> **Enunciado**: Copia tal cual las líneas de los ítems, empezando por la primera y siguiendo hasta la línea con "pixel 1100 573", ambas incluidas.

> **Datos de trabajo**:
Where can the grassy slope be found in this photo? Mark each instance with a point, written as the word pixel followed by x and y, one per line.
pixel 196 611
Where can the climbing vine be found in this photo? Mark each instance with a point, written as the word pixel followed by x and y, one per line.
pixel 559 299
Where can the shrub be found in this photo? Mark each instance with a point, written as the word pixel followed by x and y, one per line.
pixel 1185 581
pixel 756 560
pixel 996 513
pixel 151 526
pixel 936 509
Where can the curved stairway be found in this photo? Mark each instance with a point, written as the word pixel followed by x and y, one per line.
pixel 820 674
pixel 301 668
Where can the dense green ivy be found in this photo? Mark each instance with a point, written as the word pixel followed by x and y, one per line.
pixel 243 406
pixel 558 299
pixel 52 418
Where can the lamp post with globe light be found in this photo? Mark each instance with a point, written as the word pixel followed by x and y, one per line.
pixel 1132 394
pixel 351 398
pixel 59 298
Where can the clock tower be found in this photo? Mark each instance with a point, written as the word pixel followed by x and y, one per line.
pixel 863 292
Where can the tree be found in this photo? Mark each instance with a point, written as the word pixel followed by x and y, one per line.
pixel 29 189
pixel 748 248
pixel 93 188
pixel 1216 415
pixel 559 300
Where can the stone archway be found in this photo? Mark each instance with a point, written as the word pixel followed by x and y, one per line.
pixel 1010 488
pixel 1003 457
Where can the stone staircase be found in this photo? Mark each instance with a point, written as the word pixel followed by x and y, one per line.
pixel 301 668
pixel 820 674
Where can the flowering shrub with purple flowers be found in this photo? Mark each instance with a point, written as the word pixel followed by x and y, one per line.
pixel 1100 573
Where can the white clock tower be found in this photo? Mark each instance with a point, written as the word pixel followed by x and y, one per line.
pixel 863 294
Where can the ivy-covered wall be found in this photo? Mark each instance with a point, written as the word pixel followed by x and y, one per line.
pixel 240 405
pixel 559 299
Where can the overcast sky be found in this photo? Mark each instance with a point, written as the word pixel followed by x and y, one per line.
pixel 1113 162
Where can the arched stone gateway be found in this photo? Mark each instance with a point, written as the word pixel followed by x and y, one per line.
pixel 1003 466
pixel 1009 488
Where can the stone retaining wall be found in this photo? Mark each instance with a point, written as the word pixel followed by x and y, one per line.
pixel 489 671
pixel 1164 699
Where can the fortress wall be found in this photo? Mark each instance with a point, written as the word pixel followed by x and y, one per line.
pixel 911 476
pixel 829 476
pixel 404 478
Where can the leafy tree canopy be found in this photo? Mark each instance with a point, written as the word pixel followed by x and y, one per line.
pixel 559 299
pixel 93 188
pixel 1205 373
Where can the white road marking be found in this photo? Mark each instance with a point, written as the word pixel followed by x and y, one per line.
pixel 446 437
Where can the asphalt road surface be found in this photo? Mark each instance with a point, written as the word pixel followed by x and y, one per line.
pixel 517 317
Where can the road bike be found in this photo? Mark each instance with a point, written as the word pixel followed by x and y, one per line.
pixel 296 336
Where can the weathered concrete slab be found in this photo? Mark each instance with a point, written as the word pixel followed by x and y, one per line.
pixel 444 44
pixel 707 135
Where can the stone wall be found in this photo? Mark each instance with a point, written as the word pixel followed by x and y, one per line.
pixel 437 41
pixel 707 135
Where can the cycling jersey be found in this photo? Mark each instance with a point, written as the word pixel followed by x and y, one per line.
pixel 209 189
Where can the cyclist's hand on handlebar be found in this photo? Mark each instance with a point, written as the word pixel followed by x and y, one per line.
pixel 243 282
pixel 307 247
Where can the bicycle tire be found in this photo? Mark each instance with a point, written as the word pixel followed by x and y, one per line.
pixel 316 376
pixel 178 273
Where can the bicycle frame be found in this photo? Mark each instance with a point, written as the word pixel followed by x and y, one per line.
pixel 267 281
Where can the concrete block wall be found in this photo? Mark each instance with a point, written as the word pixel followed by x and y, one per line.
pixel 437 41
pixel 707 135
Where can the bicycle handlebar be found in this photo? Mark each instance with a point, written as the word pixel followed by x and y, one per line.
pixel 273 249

> **Resultado del ejercicio**:
Where can the grassy slope be found in this photo? Mark each instance with a point, written as the word pixel followed by x and y, one per line.
pixel 196 611
Where can the climbing vine be found in this photo? Mark each instance with a point, written as the word pixel followed by x and y, one per line.
pixel 559 299
Where can the shrub be found in this photo? Mark each instance with a point, written as the word pixel followed by x and y, one per line.
pixel 1185 581
pixel 756 560
pixel 996 513
pixel 151 526
pixel 936 509
Where can the curved stairway be found in this photo? Mark each instance with a point, written as the word pixel followed by x and y, one per line.
pixel 820 674
pixel 301 668
Where can the dense green ivy be found in this photo? Mark each instance with a point, written as the word pixel followed by x and y, one per line.
pixel 243 406
pixel 558 299
pixel 52 418
Where can the lamp post with globe light be found in this photo? Mark each instance with a point, written as the word pixel followed by x and y, one per line.
pixel 1132 394
pixel 351 398
pixel 59 298
Where can the clock tower be found in this photo? Mark each instance with a point, written as the word pixel followed by x and y, one per line.
pixel 863 292
Where can the tree be found in this photo? Mark each instance with a point, written as the word pixel followed by x and y, one per line.
pixel 29 189
pixel 748 248
pixel 93 188
pixel 1216 415
pixel 559 300
Where can the stone archway be found in this photo? Mark each instance with a point, written as the word pixel followed by x and y, one per line.
pixel 1010 488
pixel 1003 457
Where can the stone staircase be found in this photo? Mark each instance with a point, written as the word pixel followed by x and y, one per line.
pixel 301 668
pixel 820 674
Where can the flowering shrub with purple flowers be found in this photo? Mark each instance with a point, written as the word pixel followed by x and y, one per line.
pixel 1100 573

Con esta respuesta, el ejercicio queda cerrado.